• _The task_:
Every entry below should be transcribed exactly; pictures stay out of the copy.

'''

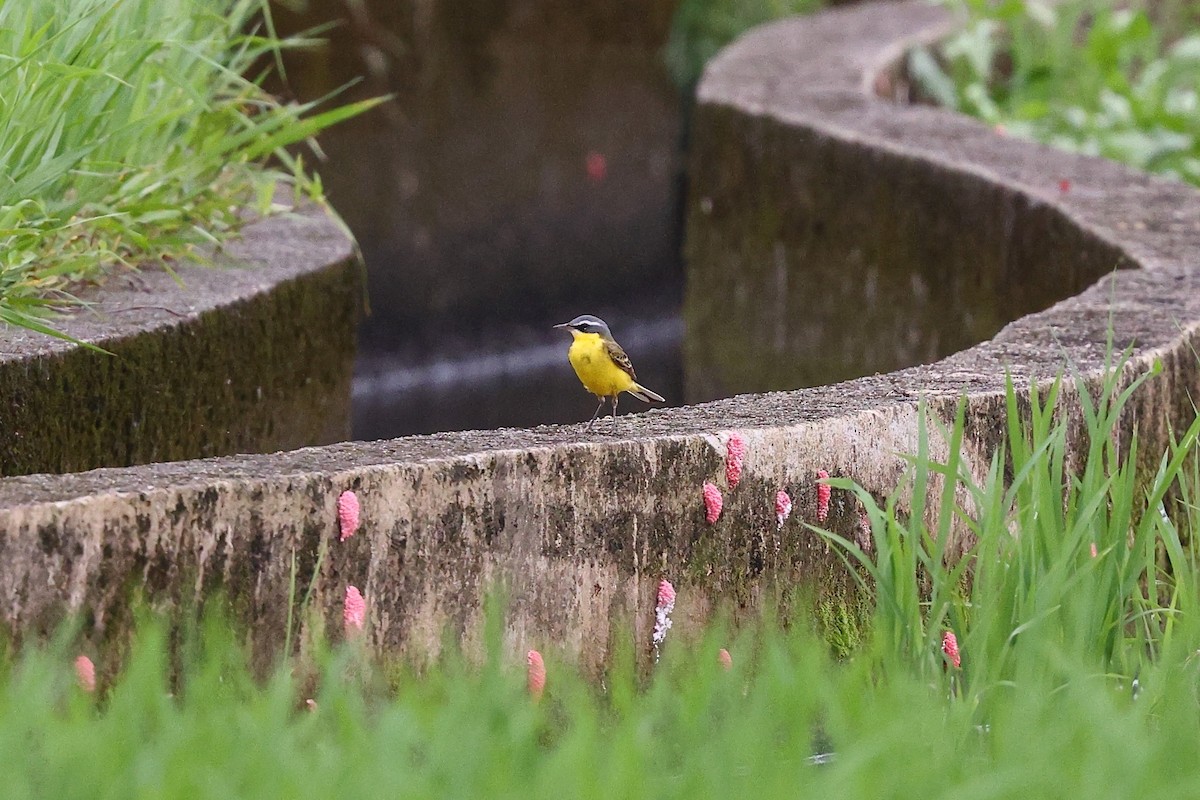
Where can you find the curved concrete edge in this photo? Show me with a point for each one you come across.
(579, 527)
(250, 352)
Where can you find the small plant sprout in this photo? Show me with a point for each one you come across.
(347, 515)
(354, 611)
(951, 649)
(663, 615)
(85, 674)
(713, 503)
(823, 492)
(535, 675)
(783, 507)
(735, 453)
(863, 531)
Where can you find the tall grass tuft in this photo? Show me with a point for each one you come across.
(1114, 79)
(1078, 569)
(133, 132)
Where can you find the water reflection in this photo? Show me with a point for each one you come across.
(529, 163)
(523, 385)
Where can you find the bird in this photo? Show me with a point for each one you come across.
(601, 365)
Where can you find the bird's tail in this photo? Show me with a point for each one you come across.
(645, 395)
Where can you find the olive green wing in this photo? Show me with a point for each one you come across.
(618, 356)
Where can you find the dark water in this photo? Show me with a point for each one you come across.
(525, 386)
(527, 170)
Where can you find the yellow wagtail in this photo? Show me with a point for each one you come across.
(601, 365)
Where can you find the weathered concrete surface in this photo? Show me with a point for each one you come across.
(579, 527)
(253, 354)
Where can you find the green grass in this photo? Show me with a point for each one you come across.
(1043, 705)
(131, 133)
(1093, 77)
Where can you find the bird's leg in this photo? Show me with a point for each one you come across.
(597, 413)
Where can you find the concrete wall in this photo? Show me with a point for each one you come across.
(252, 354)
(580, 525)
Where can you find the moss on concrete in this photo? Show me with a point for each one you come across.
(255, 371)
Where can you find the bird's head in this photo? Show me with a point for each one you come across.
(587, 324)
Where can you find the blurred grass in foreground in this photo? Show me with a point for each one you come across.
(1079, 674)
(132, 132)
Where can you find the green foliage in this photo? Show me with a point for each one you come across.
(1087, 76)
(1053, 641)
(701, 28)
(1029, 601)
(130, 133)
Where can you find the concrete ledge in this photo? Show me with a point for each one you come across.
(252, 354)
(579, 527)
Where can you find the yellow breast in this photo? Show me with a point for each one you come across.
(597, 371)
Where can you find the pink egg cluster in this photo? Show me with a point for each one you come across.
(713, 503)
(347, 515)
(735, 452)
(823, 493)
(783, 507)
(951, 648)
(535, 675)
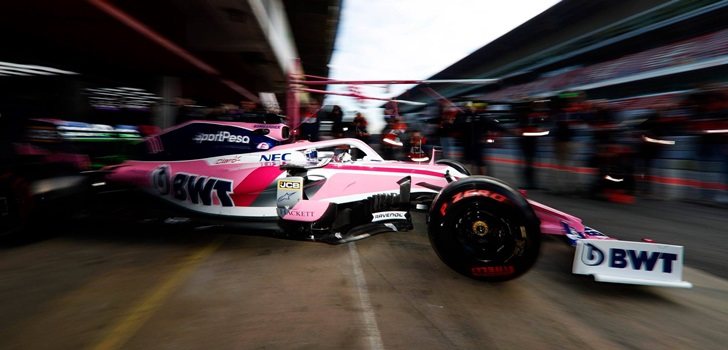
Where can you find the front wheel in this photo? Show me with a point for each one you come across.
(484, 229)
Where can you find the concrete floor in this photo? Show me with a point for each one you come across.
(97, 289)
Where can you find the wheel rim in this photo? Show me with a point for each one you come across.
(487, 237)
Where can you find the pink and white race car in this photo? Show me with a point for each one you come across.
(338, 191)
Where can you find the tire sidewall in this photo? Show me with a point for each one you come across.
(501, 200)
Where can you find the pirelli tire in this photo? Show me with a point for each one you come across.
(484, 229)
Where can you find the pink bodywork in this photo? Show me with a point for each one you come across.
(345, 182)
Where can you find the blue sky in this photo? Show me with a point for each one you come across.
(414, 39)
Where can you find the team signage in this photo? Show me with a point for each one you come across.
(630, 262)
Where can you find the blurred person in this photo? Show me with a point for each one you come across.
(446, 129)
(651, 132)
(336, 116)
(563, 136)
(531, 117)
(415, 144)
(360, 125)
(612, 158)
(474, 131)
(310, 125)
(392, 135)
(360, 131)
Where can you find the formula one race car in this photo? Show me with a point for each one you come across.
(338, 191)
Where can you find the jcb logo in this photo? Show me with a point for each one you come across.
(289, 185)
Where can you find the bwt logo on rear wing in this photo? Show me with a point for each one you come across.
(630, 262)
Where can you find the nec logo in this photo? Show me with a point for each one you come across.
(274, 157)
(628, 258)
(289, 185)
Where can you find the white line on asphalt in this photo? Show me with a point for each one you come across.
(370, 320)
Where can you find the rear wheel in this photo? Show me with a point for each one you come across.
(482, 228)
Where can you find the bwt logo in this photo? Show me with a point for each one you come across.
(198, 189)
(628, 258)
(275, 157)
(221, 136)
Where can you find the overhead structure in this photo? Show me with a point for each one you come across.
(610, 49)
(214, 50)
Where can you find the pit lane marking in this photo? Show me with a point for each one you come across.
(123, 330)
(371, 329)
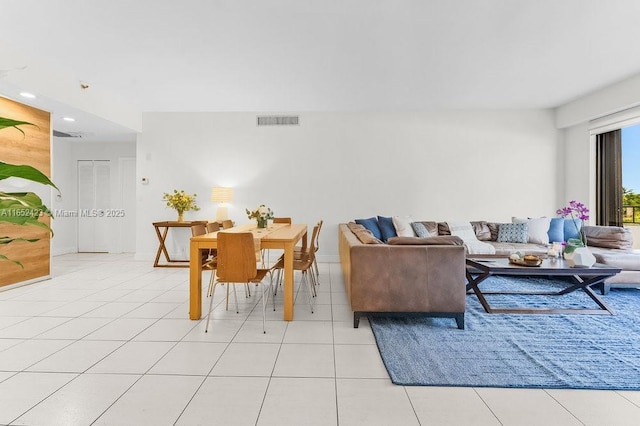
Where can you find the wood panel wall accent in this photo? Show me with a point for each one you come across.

'''

• _Solution below_:
Where can you find the curved concrete edge in this photo? Show me with a point for each one you come across.
(579, 527)
(250, 352)
Where can you find the small plant sprout in this photo? Show me with a point for each one you come across.
(347, 515)
(354, 611)
(951, 649)
(663, 615)
(85, 674)
(713, 503)
(823, 492)
(535, 675)
(783, 507)
(735, 453)
(863, 531)
Where can you find the tall grass tuft in this photo? Show me with a point for each one you come across.
(1114, 79)
(1078, 569)
(133, 132)
Where can you find the water reflection in this photo? Show me with a point for each one you come across.
(529, 163)
(523, 385)
Where can you find the bird in this photo? Show me with a point for each one you come across.
(601, 365)
Where can you find the bird's tail in this photo? Show me with a point for each one you come across.
(645, 395)
Where can you find the olive green wing in this photo? Show me with a point for each one you come across.
(618, 356)
Where can you find the dark water in this photo? Show me with a point for each one you come across.
(525, 386)
(527, 170)
Where can you find the yellow wagtail in this photo? Show me with a point for each one you come across.
(601, 365)
Where can you find the weathered concrete surface in this photo? Show me with a point for each one you come across.
(579, 527)
(253, 354)
Where can you find the green grass in this photo? Show me with a point for each one you come across.
(1043, 705)
(131, 133)
(1093, 77)
Where can you find the bird's leg in this photo? Show me with a point for each one you come across.
(597, 413)
Where can you find the concrete wall in this photo? Show me with a point for each one you come across.
(252, 354)
(580, 525)
Where can you find the moss on concrete in this photo? Show me with a point for each one you come across.
(255, 371)
Where can you find the bird's head in this photo? Show me with a point for each one you come across.
(587, 324)
Where can you find the blurred grass in foreground in this photo? Show me with a point for each one you come across.
(1079, 674)
(132, 132)
Where can you find the green foliage in this photo? Show me with a point for each one you come across.
(1087, 76)
(1053, 641)
(701, 28)
(1029, 601)
(130, 133)
Where can you find the concrete ledge in this photo? Show me with a point for each one you come across.
(252, 354)
(579, 527)
Where can you find the yellow breast in this photo? Show me with a point for each one you come across.
(597, 371)
Where can you find the pink egg cluster in this photo? Show me with a point for each one you come across.
(713, 503)
(347, 515)
(735, 452)
(823, 493)
(783, 507)
(951, 648)
(535, 675)
Where can you find the front wheel in this photo? Show me with a point for each one you come across.
(484, 229)
Where can you find the concrete floor in this photo? Show me with a point for each one you come across.
(97, 289)
Where can you find the wheel rim in this photo? Show me with a point for each one you come across.
(487, 237)
Where can you find the pink and white race car in this photo? Show me with a point for each one you come across.
(338, 191)
Where can you find the tire sidewall in this photo? Show me with a point for each one you come across.
(501, 200)
Where can you find the pirelli tire in this photo? Show me with a point for each one you come across.
(484, 229)
Where can you find the pink bodywork in this photo? Show me with a point for each one you come across.
(345, 182)
Where can you find the blue sky in this photo? Show me with a point for each one you come across.
(414, 39)
Where can you find the team signage in this photo? Show me with a point for each one you come across.
(630, 262)
Where can you find the blurred person in this photo? Show me with a point for each one you come across.
(446, 129)
(651, 132)
(336, 116)
(563, 136)
(531, 117)
(415, 144)
(360, 125)
(612, 158)
(474, 131)
(310, 125)
(392, 135)
(360, 131)
Where can you find the formula one race car in this photo? Show me with a point for each one you come across.
(338, 191)
Where can you find the jcb logo in this photo? Show me with a point for each one you come across.
(289, 185)
Where can you find the bwt logo on rear wing in this photo? Show me with a point for each one you come across.
(630, 262)
Where can you find the nec logo in this photo? Show me with a point for each one you come across.
(274, 157)
(628, 258)
(289, 185)
Where can you find the white line on asphalt in this photo? Show me with a point for each one you come across.
(370, 320)
Where can you find the rear wheel in this photo? Show me with a point for each one you come across.
(482, 228)
Where can you find the bwt logo in this photo? Show me with a point for each one you come across.
(198, 189)
(628, 258)
(275, 157)
(221, 136)
Where can you find the overhead structure in this photo? Show me with a point for each one you come across.
(610, 49)
(214, 50)
Where can you find the pit lane marking in this photo? Show me with a point for each one you come across.
(123, 330)
(371, 329)
Where can you find the wood panel wall accent in this photo? Show me with a point for each one you come across.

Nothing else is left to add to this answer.